■ **Exercise prompt**
Continue the passage below about model airplane nose length and balance, picking up right after its final sentence.

>> BEGIN Provided passage

Your Prop Is Too Small!

The Barbell Effect

The Fly Swatter Effect


Whoops, not you! Sorry about that. I meant your airplane. A lot of airplanes flying today are nose heavy. And it usually happens because a larger or heavier engine was put on the plane than what it was originally designed for. If you know ahead of time that this is going to be the case, or if it even looks like the nose is going to be too long for the airplane (because you are going to build the tail lighter), dare to be different! Shorten the nose. (If you are building a "Classic" or "Old Time" aiplane for competition, then you may be stuck with the nose length. But in that case, make sure that you use an engine that is as light as the one originally used on the design or be prepared to add tail weight for balance.)

The length ofthe nose is for balance only. That's it. Period! There is no such thing as certain "numbers" that must be adhered to concerning nose length, as if a certain nose length is needed with a certain wing area or to offset a certain tail moment. I have seen articles where the writer says he measured a number of airplanes and "averaged" the "numbers" to come up with, among other things, the nose and tail moment he used on his airplane. And he wrote the article in an almost sacred way, as if a certain nose length was mandated for the airplane to fly the pattern properly.

I'll say it again: The length of the nose is for balance only.. That's it. The only reason to use a long nose on a stunt airplane is if you have a light engine and a long or heavy tail. Did you ever hear someone say, "Keep the tail light"? Well, it is true. Keep the tail light and you can make the nose shorter, and save weight all around.

So, let me state it in another way. When building a plane by the "numbers", there is no such thing as "numbers" for the nose length. If you are following a plan for a plane that someone else has designed and built, the only reason to build your airplane with the same nose length is if the original plane came out at the proper center of gravity AND you are going to use the same weight engine and the same construction methods. If you use a heavier engine, shorten the nose. If you are going to use a lighter engine or build a heavier tail (?  Maybe your selection of wood isn't as good, or you feel your finish may be heavier), then, and only then should you lengthen the nose to maintain the proper balance point. On most designs you will probably find that the nose is long enough already. Maybe too long. Have you checked your nose lately? Your nose may be too long.

>> END Provided passage
>> BEGIN Provided records

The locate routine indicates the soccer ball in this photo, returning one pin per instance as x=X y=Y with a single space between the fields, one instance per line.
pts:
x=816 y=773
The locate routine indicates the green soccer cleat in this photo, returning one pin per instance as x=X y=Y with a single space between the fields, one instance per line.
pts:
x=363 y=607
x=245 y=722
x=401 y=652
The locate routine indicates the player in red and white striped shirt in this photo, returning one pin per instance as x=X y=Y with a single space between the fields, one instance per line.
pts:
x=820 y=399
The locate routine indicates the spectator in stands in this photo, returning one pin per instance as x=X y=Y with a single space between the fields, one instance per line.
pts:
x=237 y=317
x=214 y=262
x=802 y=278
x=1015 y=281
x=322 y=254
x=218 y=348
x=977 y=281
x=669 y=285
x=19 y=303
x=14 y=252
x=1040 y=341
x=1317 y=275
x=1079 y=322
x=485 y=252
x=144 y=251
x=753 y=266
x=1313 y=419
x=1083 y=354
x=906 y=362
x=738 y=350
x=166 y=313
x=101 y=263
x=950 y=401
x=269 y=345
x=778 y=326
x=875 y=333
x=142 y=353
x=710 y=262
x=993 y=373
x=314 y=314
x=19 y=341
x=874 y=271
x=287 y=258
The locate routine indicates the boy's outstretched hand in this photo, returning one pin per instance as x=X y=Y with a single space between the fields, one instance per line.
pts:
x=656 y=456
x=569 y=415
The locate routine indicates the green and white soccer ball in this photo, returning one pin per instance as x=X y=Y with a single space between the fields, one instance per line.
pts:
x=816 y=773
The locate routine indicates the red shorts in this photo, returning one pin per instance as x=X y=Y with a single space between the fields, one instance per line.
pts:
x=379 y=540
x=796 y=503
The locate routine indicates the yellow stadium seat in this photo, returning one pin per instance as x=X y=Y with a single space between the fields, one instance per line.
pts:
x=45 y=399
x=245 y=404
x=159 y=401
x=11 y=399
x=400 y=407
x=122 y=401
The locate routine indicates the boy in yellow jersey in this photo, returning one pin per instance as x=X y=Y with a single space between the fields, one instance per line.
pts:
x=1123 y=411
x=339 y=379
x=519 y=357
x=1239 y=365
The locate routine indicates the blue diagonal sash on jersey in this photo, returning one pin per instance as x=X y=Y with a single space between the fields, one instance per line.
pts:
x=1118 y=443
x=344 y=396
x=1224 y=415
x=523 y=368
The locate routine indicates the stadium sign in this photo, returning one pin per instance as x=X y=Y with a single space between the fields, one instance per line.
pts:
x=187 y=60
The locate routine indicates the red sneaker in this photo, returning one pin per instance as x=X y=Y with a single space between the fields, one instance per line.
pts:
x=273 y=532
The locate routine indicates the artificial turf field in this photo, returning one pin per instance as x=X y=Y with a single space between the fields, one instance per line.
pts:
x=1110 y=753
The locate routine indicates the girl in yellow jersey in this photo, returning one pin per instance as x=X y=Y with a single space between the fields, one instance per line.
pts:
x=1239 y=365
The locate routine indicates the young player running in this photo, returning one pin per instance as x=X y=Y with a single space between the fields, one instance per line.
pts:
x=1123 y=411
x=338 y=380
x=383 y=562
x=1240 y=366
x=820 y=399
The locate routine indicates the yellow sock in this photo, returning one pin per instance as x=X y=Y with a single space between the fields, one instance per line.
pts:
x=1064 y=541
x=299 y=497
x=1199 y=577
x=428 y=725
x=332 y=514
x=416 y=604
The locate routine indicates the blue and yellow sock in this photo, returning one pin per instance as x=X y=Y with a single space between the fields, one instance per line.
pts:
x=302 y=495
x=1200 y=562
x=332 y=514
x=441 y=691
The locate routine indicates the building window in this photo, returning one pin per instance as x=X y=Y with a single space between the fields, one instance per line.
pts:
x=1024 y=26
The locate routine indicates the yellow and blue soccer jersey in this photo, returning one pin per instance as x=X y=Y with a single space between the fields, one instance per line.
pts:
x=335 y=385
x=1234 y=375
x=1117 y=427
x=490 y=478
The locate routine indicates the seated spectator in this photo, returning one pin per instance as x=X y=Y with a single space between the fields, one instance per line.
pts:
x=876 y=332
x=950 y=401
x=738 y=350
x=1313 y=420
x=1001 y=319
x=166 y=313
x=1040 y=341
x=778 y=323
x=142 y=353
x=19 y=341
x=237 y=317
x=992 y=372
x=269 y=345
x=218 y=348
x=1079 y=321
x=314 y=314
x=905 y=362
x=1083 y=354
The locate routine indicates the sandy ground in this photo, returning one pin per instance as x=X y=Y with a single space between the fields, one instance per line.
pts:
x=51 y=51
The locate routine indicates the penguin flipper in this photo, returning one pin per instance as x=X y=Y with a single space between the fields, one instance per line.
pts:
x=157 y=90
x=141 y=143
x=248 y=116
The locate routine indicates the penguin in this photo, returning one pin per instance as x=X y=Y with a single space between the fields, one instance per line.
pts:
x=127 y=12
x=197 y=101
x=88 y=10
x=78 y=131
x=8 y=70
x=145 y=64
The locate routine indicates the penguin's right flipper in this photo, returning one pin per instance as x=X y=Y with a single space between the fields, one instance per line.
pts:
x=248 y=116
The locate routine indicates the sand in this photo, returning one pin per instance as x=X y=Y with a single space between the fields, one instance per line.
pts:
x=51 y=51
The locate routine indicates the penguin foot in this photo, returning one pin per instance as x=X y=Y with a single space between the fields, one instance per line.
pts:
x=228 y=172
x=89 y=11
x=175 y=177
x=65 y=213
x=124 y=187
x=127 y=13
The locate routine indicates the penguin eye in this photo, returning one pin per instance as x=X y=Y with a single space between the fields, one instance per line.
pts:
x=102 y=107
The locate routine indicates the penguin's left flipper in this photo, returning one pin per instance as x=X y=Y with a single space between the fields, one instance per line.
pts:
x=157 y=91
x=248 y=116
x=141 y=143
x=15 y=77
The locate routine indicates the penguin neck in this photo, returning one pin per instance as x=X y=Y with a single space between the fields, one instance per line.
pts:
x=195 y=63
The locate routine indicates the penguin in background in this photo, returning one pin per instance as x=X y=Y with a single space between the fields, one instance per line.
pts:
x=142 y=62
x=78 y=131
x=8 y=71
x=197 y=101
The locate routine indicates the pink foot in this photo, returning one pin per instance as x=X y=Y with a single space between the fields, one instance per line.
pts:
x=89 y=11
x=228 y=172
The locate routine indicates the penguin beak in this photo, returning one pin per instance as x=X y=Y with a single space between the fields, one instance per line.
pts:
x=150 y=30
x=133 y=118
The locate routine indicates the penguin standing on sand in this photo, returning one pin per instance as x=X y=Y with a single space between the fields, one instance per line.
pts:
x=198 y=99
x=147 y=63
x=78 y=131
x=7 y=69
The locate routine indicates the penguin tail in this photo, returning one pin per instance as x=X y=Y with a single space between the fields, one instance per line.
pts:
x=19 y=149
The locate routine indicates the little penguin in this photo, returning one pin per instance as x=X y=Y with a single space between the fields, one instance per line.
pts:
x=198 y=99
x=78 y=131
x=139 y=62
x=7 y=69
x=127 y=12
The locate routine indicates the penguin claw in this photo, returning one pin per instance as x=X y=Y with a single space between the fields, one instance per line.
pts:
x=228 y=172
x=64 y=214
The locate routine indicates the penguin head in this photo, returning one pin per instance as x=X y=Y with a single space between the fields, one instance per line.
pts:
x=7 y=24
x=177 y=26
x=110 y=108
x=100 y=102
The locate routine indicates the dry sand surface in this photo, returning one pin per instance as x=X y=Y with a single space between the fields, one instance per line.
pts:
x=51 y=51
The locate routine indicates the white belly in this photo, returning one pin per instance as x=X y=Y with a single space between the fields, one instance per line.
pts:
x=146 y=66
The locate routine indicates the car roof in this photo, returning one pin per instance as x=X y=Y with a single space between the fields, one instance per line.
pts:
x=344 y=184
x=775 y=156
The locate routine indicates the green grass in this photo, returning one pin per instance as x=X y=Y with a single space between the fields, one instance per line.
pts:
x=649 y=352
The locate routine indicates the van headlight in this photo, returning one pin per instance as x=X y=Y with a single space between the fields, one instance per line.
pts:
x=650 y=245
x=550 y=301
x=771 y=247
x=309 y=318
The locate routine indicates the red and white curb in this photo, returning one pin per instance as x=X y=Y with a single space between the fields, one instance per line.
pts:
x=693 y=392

>> END Provided records

■ **Task result**
HOW DO YOU KNOW IF YOUR NOSE IS TOO LONG (or the plane is nose heavy?)

First off, if your plane is too heavy for its size or power, adding more weight in the tail isn't going to turn a dog into a pussycat. But if it has a reasonable wing loading, and is properly proportioned otherwise, try adding a little tail weight (like a half an ounce at a time) if:

1. The plane doesn't turn as tightly as you would like. Or

2. It needs too much control input to make it turn.

Remember, when you change the center of gravity will also need to change the lead-out location and maybe even the amount of tip weight. And, as you change the sensitivity of the airplane, you may need to narrow your handle spacing as well.

The CG location on the plans is a good starting point. But, as with everything else, you want to adjust it for what works best for you.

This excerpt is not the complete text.